--- BEGIN SOURCE RECORDS ---
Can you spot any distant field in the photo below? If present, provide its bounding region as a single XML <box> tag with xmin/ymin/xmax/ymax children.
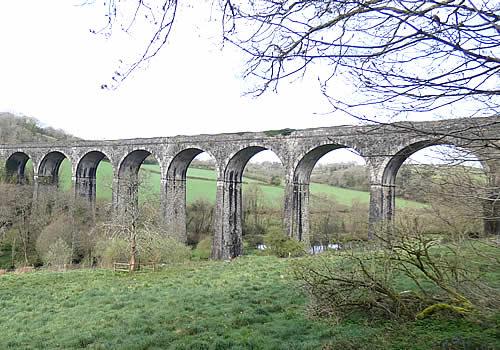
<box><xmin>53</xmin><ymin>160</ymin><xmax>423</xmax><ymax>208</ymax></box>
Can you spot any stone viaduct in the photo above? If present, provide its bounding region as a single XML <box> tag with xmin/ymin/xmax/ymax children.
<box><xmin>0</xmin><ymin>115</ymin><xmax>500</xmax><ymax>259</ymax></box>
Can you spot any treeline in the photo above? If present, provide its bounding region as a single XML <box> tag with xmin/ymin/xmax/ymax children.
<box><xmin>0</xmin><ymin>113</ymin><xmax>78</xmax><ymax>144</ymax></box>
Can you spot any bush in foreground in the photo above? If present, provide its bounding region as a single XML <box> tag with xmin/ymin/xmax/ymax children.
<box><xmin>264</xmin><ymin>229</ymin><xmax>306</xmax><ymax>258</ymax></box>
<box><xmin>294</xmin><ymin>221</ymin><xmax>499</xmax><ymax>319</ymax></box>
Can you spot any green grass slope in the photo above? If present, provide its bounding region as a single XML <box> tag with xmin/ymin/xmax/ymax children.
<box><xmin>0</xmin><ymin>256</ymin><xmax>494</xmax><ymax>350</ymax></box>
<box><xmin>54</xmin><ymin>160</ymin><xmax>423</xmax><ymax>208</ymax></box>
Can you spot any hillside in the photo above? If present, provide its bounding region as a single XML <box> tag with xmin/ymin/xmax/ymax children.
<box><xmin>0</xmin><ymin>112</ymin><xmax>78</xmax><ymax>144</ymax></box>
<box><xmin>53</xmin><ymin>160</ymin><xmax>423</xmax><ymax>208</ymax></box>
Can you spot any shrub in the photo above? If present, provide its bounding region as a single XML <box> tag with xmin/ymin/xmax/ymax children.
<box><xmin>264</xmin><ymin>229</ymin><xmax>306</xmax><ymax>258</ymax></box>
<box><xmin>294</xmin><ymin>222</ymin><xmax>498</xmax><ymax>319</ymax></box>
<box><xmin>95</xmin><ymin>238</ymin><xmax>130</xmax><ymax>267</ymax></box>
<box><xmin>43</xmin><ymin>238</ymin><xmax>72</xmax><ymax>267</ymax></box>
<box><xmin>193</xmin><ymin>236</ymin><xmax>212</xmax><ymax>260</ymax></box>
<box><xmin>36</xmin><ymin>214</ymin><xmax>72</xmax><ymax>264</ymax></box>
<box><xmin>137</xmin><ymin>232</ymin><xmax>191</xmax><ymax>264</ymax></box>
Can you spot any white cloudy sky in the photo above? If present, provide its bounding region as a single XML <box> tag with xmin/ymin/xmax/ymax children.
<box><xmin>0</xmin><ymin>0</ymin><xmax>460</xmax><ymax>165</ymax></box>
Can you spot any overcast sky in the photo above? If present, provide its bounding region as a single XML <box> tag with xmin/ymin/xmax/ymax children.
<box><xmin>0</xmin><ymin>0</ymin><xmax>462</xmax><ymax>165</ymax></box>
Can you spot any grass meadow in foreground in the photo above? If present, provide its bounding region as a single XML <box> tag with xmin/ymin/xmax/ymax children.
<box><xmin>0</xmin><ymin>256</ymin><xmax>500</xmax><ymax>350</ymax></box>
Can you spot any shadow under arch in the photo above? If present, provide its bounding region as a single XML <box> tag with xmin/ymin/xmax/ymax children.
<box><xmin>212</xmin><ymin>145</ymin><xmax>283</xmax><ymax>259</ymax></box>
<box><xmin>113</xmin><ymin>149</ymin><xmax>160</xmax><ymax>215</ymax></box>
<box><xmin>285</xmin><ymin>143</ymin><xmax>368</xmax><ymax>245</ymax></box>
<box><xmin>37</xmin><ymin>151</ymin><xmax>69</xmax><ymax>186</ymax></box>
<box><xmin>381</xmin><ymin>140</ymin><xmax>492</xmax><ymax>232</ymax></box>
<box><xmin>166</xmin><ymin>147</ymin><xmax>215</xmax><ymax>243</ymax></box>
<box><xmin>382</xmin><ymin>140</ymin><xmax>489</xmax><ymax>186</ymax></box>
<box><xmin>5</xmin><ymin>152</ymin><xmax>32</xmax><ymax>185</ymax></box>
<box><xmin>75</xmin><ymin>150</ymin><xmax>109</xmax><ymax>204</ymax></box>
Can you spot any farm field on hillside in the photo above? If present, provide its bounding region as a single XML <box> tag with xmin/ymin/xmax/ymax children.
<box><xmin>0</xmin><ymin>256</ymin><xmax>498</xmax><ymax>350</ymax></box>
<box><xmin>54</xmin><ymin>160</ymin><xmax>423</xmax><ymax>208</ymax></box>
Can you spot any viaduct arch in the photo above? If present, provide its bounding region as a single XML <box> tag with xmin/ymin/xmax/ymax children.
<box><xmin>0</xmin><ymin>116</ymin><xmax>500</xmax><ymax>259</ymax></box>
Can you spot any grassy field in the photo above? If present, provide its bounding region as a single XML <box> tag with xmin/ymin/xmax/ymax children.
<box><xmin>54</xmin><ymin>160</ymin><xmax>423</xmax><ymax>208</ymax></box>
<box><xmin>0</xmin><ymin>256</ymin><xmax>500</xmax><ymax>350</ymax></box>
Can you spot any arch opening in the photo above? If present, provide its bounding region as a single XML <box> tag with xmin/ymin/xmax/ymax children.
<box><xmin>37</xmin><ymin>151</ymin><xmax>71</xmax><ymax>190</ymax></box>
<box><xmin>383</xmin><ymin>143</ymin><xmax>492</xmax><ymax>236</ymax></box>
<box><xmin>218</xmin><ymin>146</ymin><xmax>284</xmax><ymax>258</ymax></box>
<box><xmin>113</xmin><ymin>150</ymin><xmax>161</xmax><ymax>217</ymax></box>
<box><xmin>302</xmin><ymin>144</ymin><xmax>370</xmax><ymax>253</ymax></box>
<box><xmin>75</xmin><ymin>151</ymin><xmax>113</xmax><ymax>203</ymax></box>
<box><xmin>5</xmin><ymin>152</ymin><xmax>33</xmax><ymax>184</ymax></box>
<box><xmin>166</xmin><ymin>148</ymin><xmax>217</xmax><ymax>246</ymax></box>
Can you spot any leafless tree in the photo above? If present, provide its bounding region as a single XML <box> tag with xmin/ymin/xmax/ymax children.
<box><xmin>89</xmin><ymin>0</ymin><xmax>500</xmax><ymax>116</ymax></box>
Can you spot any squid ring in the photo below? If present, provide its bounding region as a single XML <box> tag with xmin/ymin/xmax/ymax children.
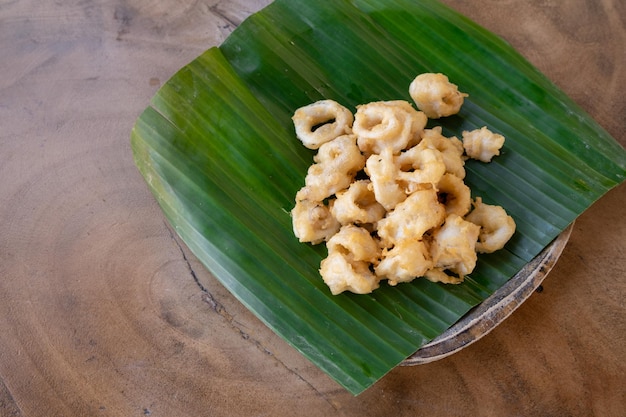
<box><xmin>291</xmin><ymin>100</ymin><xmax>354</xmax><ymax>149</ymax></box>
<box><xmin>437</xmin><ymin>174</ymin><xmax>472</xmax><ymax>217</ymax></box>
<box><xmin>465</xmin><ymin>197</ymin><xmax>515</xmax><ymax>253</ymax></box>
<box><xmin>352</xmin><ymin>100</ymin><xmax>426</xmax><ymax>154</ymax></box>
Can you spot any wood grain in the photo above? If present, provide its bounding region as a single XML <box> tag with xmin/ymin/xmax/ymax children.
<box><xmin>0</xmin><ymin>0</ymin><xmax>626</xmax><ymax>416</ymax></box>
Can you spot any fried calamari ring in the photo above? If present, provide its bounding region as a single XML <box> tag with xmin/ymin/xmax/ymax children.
--- END SOURCE RECORDS ---
Please count the lines of the material above that contain the word "below", matching case exactly, and reply with the number alone.

◆ WORKED SOLUTION ◆
2